EXCERPTED DATA ->

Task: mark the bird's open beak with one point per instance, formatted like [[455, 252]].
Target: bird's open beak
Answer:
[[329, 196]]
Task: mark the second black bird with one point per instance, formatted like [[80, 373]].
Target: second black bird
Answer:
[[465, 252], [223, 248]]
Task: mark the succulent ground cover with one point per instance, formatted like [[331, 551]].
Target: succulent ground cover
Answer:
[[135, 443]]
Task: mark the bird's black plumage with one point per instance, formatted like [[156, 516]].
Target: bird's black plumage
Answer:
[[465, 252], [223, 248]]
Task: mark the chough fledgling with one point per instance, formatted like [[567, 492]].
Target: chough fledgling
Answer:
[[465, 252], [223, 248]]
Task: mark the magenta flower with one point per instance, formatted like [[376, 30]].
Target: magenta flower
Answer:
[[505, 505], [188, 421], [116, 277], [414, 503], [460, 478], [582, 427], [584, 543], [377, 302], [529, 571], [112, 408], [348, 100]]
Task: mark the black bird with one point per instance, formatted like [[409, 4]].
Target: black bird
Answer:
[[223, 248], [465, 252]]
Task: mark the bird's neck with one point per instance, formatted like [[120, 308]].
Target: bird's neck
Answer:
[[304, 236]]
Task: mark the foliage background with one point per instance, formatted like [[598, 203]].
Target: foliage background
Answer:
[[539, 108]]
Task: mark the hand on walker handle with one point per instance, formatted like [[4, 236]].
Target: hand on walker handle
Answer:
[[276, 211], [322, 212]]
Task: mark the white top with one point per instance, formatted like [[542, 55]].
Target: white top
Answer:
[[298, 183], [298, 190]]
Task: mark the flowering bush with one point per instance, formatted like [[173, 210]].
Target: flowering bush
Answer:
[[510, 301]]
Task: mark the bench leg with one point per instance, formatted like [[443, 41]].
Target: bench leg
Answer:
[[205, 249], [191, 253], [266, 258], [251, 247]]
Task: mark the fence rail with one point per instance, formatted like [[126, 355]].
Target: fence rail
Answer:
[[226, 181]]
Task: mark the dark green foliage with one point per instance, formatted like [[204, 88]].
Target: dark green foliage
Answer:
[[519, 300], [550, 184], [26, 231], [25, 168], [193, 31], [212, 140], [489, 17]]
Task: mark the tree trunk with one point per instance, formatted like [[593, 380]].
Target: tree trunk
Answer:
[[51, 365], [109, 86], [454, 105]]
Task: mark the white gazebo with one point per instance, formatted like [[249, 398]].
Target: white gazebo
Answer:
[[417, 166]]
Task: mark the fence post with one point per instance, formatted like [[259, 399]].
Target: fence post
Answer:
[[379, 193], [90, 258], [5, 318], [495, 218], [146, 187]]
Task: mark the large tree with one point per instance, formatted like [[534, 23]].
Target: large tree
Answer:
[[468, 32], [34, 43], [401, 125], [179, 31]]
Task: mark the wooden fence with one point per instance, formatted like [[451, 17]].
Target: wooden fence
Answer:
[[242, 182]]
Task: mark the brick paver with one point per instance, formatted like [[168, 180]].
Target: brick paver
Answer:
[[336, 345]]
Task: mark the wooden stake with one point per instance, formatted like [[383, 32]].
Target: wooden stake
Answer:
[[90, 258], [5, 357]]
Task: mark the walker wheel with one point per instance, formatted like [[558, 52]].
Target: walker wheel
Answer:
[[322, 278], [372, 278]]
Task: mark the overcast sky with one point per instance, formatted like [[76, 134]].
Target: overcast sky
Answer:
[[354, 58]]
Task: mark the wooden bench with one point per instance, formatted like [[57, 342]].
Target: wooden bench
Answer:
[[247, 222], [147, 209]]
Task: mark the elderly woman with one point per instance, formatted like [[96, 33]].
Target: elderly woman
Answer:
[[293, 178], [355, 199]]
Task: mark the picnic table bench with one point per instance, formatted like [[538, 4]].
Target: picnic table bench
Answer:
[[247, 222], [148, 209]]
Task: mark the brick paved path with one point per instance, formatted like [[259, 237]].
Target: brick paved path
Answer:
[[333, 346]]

WHAT TO DO -> Reproduce the data verbatim, beginning at the line that contains "Task: mark the foliage" and ending with the line that contains "[[276, 211], [322, 212]]".

PROBLEM SOLUTION ->
Task: mark the foliage background with one point per instance, formatted like [[598, 203]].
Target: foliage background
Answer:
[[539, 108]]
Task: mark the hand on walker handle with one point per instance, formatted like [[4, 236]].
Target: hand on walker handle
Answer:
[[276, 211], [322, 212]]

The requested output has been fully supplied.